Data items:
···

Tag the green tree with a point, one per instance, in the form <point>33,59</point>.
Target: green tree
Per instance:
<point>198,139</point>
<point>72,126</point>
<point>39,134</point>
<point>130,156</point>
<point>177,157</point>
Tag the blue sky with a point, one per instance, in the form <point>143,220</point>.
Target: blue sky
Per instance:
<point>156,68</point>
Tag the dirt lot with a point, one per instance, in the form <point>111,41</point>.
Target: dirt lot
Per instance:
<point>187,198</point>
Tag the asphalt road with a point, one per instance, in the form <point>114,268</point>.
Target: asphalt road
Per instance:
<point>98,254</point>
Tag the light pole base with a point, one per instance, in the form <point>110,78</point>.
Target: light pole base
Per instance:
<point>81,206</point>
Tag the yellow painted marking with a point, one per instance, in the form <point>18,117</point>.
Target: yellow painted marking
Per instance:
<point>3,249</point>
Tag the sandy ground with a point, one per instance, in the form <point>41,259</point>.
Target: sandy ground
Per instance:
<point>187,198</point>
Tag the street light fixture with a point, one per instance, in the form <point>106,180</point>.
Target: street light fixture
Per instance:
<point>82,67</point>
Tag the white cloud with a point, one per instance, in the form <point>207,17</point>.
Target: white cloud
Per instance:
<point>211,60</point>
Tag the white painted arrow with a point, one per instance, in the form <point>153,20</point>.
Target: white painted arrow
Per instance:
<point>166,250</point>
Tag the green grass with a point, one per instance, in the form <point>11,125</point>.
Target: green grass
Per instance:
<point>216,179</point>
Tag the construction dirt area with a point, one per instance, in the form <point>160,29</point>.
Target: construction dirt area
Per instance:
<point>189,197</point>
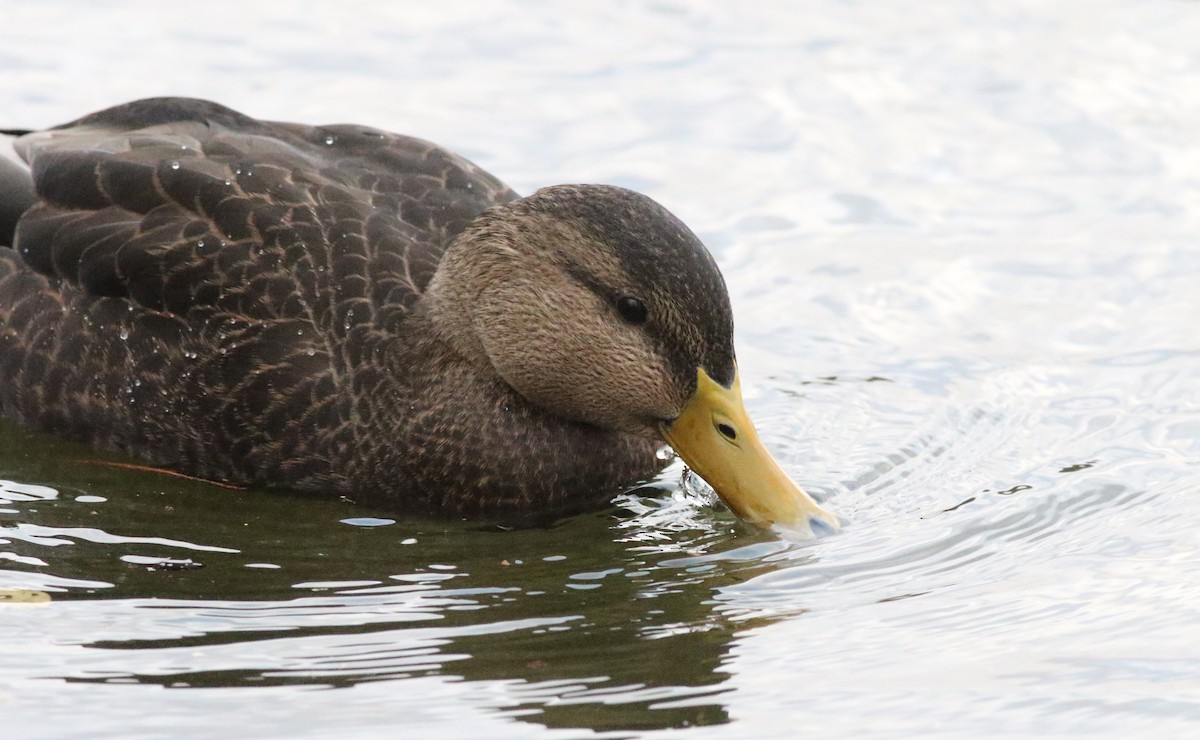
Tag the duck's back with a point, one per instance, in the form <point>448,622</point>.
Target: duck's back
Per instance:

···

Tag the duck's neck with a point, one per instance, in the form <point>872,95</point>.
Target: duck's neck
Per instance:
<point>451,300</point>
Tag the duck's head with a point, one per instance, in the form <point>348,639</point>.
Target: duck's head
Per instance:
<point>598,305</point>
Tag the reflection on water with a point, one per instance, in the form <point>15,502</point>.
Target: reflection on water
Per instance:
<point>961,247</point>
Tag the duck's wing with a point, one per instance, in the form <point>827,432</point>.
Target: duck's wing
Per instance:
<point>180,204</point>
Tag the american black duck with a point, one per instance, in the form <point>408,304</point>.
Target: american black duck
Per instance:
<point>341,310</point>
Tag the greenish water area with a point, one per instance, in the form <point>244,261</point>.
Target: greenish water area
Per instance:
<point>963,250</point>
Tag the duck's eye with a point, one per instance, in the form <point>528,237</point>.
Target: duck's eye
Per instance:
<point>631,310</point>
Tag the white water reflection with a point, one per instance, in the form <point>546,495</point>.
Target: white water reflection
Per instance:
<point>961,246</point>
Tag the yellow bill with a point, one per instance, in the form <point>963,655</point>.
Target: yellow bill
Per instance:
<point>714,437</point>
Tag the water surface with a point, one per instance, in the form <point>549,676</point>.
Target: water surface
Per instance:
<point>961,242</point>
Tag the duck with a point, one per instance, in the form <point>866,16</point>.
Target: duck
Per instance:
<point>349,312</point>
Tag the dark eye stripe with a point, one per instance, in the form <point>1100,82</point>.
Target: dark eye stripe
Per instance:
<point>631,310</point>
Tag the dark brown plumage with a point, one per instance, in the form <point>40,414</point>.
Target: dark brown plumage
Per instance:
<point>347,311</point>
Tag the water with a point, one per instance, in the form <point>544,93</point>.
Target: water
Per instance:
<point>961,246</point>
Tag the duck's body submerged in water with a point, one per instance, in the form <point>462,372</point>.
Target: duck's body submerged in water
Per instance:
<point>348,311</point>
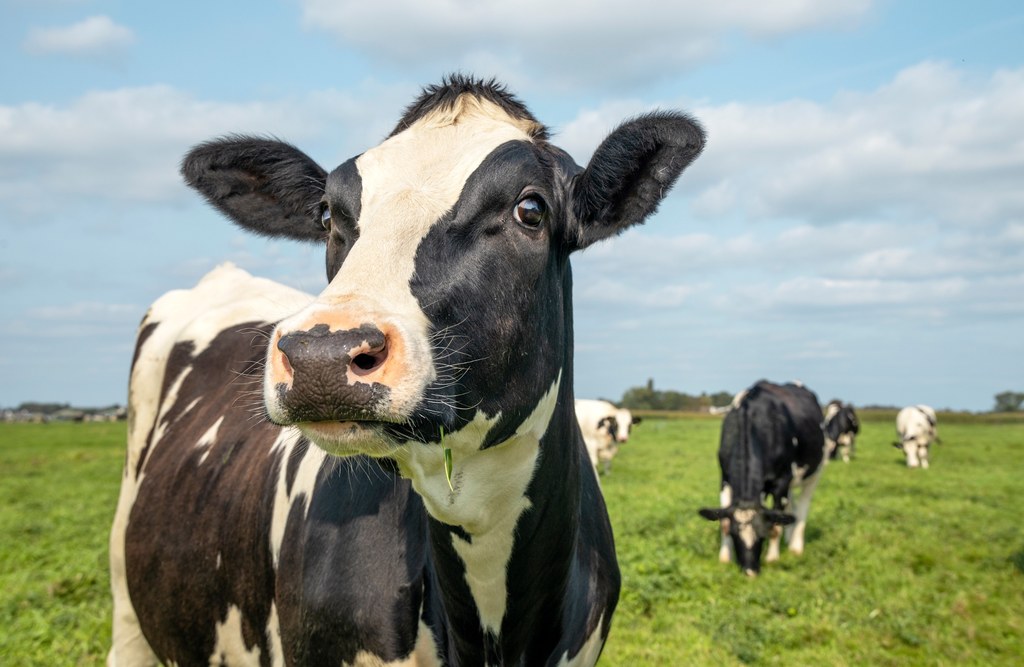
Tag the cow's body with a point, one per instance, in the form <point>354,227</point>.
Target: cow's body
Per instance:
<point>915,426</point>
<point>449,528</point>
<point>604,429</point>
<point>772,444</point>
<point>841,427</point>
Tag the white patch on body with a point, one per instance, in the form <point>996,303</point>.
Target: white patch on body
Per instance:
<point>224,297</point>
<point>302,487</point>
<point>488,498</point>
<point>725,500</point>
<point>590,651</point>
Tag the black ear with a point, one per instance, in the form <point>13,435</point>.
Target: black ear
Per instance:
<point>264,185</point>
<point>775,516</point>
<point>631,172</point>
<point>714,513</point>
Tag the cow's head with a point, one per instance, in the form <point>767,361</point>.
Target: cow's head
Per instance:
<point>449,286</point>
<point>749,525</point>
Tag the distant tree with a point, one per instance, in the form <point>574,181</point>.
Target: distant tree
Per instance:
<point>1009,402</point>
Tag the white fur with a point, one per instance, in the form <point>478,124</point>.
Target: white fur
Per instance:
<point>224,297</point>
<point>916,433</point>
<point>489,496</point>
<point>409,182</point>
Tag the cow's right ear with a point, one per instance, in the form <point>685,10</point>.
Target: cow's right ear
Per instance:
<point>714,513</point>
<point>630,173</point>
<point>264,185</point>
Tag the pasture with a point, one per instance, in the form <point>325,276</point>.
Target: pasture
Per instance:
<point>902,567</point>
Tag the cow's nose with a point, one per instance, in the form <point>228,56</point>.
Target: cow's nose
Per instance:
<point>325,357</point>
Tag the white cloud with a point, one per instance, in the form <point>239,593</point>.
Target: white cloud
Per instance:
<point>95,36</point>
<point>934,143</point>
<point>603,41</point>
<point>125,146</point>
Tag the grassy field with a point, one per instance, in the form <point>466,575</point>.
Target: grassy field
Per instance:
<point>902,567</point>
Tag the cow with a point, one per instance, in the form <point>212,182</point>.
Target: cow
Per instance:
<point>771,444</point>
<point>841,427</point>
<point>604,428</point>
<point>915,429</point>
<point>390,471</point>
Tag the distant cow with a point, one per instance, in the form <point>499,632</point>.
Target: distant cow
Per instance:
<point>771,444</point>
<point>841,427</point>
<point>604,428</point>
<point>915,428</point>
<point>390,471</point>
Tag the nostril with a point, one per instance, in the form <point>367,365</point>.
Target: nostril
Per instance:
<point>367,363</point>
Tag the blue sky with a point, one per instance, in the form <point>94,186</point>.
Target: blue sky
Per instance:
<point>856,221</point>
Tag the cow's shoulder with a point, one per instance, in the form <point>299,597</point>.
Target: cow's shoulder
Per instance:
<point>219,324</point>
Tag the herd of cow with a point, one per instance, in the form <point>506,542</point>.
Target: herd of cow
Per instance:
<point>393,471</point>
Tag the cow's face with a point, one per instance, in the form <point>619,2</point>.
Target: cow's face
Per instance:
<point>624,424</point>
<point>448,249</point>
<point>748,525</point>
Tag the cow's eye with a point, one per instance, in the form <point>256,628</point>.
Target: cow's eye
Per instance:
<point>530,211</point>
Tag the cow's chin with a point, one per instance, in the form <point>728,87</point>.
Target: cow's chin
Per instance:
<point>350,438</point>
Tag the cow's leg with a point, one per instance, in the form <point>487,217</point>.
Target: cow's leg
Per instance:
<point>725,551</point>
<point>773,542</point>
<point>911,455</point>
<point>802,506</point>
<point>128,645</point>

···

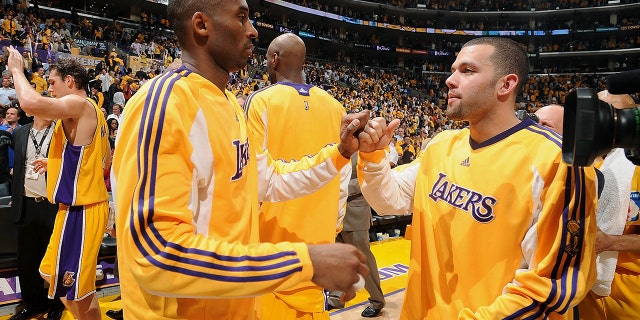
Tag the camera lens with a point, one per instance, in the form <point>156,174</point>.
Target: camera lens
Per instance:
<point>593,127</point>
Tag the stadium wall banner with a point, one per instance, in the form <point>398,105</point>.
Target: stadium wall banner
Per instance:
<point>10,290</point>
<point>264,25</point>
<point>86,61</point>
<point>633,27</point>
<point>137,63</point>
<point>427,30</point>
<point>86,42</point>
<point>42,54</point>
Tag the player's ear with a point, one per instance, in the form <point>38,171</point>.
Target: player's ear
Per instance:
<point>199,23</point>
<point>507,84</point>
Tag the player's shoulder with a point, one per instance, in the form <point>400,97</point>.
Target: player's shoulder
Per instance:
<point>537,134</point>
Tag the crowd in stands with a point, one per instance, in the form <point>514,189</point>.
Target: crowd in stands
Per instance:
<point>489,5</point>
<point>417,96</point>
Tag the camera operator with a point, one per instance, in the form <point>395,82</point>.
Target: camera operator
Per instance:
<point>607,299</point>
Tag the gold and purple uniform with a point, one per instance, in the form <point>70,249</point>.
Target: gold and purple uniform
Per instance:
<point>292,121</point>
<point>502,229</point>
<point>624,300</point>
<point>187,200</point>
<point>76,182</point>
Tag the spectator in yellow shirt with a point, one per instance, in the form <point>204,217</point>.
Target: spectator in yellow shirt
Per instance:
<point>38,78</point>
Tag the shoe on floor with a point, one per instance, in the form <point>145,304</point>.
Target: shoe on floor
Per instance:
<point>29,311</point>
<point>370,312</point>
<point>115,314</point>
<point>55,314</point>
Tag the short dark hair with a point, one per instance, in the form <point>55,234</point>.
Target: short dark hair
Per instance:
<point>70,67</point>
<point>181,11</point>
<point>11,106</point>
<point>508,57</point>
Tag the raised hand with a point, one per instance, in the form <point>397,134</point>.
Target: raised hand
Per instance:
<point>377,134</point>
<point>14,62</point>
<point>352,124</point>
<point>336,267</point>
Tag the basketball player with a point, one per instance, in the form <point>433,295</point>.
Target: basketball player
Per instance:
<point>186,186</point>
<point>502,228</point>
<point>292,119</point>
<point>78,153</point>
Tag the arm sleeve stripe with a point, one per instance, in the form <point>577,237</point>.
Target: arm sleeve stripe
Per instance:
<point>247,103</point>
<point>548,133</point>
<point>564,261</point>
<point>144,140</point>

···

What you need to do:
Please find every line in the rows above that contains the word "dirt" and copy each of those lines.

Task solution:
Tag the dirt lot with a point, one per instance, in the form <point>111,41</point>.
Target: dirt lot
Tag the construction dirt area with a point, one per instance, in the form <point>160,29</point>.
Target: construction dirt area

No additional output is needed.